● ACTIVITY
From the first line to the last, output the data exactly as it stands, minus its pictures.

(Beginning of ENTRIES SUPPLIED)

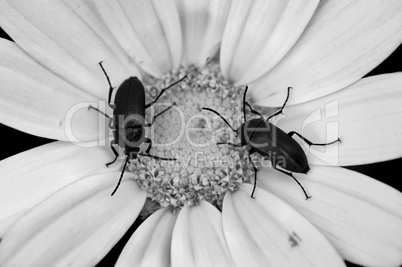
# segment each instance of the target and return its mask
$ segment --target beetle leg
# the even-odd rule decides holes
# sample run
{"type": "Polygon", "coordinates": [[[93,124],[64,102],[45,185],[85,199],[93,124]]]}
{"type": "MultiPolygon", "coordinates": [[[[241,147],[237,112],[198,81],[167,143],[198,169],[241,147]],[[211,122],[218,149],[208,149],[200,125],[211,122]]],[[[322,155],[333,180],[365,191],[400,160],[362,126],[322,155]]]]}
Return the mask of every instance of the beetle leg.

(End of ENTRIES SUPPLIED)

● ANSWER TO THE PROBLEM
# segment each instance of the target and return its mask
$ segment --target beetle leg
# the even-odd rule decides holes
# sample run
{"type": "Polygon", "coordinates": [[[93,124],[64,102],[45,185],[85,199],[93,124]]]}
{"type": "MultiPolygon", "coordinates": [[[[241,147],[237,112],[198,81],[167,143],[198,169],[241,147]],[[211,122],[218,149],[208,149],[200,125],[211,122]]],[[[322,155],[333,180],[365,191],[400,160],[362,126],[322,155]]]]}
Return the mask of every instance of the beetle leg.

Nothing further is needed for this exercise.